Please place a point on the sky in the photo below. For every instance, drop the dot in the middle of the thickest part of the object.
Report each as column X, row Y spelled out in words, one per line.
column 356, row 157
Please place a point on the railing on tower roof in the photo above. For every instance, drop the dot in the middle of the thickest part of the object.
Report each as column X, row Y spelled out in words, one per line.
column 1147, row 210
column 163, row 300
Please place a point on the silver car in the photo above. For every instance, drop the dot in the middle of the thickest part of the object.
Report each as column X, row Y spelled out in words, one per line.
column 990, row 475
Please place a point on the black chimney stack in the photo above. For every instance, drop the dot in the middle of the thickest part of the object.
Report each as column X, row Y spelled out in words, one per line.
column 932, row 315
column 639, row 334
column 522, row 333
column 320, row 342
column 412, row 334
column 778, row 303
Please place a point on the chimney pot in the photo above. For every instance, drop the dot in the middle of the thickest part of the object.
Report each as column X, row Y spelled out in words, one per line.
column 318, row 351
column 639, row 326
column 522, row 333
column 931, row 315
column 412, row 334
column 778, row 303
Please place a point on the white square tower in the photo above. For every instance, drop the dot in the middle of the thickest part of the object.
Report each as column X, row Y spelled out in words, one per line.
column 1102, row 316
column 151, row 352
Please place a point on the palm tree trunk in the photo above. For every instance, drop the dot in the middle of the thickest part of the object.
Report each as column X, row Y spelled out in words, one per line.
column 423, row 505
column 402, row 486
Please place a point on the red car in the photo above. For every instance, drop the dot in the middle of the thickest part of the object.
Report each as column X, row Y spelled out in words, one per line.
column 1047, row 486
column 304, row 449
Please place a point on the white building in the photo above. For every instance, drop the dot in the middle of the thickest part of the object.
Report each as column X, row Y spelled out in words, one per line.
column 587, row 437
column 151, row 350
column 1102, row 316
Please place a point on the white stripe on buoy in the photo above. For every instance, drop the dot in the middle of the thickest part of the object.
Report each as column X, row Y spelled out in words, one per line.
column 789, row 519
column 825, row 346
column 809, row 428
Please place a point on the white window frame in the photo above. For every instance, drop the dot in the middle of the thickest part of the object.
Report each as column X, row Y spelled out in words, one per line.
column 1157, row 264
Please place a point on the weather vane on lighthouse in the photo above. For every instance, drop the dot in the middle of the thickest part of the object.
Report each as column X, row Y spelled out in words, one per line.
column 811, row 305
§
TASK TO CARRY OUT:
Present the material above as a Markdown table with the columns Number and Line, placing each line in its own numbered row and omitting any blank lines.

EXERCISE ANSWER:
| Number | Line |
|---|---|
| 1 | Please place a point on the sky in the photo below. For every instance, drop the dot in the middle of the thickest part of the object. |
| 2 | Report each as column X, row Y spelled out in words, one per line. |
| 3 | column 356, row 157 |
| 4 | Please place a point on the railing on tower roof in the photo above. For every instance, drop the dot in the middle of the thickest part of the object. |
| 5 | Report each as column X, row Y spelled out in words, one per line. |
| 6 | column 1147, row 210 |
| 7 | column 163, row 300 |
| 8 | Please place a point on the silver car in the photo above. For every instance, drop the dot in the middle of the thickest part of the object. |
| 9 | Report each as column X, row Y spelled out in words, one per line. |
| 10 | column 990, row 475 |
| 11 | Please place a point on the black chimney stack in the photo above. For every instance, drop the dot in the middle of the thickest part of the object. |
| 12 | Report each as column X, row Y spelled out in words, one per line. |
| 13 | column 932, row 315 |
| 14 | column 639, row 334 |
| 15 | column 522, row 333 |
| 16 | column 320, row 342 |
| 17 | column 412, row 334 |
| 18 | column 778, row 303 |
| 19 | Please place a point on the chimney pot in the photo above. For every instance, drop the dot in the middle of the thickest part of the object. |
| 20 | Report each as column X, row Y spelled out in words, one per line. |
| 21 | column 318, row 351 |
| 22 | column 639, row 326 |
| 23 | column 522, row 333 |
| 24 | column 931, row 315 |
| 25 | column 412, row 334 |
| 26 | column 778, row 303 |
| 27 | Please place a point on the white square tower in the photo above. For every instance, drop the dot in the middle of the thickest part of the object. |
| 28 | Report each as column X, row Y spelled out in words, one per line. |
| 29 | column 1102, row 316 |
| 30 | column 151, row 352 |
| 31 | Please place a point on the palm tree trunk in the photo above. For every instance, drop the dot in the middle of the thickest part of the object. |
| 32 | Report each as column X, row Y spelled out in words, one per line. |
| 33 | column 423, row 505 |
| 34 | column 402, row 486 |
| 35 | Please place a point on the red car in the photo above. For every instance, drop the dot in the middle of the thickest part of the object. |
| 36 | Report each as column X, row Y spelled out in words, one per line. |
| 37 | column 1047, row 486 |
| 38 | column 304, row 449 |
| 39 | Please place a point on the white building in the photo above. For every instance, drop the dot in the middle of the thickest part of the object. |
| 40 | Report each as column X, row Y spelled out in words, one per line. |
| 41 | column 587, row 437 |
| 42 | column 151, row 350 |
| 43 | column 1102, row 316 |
| 44 | Please place a point on the white stripe on buoy in the photo above. For every instance, drop the dot in the middle of the thickest part of the object. |
| 45 | Report each as column X, row Y spelled out in words, one per line. |
| 46 | column 789, row 519 |
| 47 | column 825, row 346 |
| 48 | column 809, row 428 |
| 49 | Please place a point on the white window frame in the photo above. For every instance, drop the dot in the middle of the thickest part of the object. |
| 50 | Report each as column X, row Y spelled out in words, one per line. |
| 51 | column 1157, row 264 |
| 52 | Please place a point on the weather vane on lighthouse in the photo above. For every instance, drop the dot in the middle of the thickest part of the object. |
| 53 | Report each as column X, row Y spelled out in words, one per line. |
| 54 | column 811, row 305 |